Gegebener Text:
⟨

Alle Lebewesen sind elektrosensibel
Biologische Auswirkungen elektromagnetischer Felder sind nicht nur beim Menschen, sondern auch bei Tieren und Pflanzen zu beobachten.
Auch wenn wir keine Symptome bemerken und die Auswirkungen nicht spürbar wahrnehmen, finden auf zellulärer Ebene Veränderungen statt, die die Gesundheit negativ beeinflussen können. Sogenannte „Elektrohochsensible“ sind daher insofern im Vorteil, als die Unannehmlichkeiten dazu führen, dass sie alle Schritte unternehmen, um Exposition zu vermeiden.
Alle Lebewesen sind „elektrosensibel“!

⟩

Vorliegende Daten:
⟨

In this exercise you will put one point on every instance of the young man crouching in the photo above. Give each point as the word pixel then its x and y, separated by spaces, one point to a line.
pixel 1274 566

⟩

Aufgabenstellung:
Gib den Text über die Elektrosensibilität aller Lebewesen vollständig und wortgetreu wieder.

Deine Lösung:
Alle Lebewesen sind elektrosensibel
Biologische Auswirkungen elektromagnetischer Felder sind nicht nur beim Menschen, sondern auch bei Tieren und Pflanzen zu beobachten.
Auch wenn wir keine Symptome bemerken und die Auswirkungen nicht spürbar wahrnehmen, finden auf zellulärer Ebene Veränderungen statt, die die Gesundheit negativ beeinflussen können. Sogenannte „Elektrohochsensible“ sind daher insofern im Vorteil, als die Unannehmlichkeiten dazu führen, dass sie alle Schritte unternehmen, um Exposition zu vermeiden.
Alle Lebewesen sind „elektrosensibel“!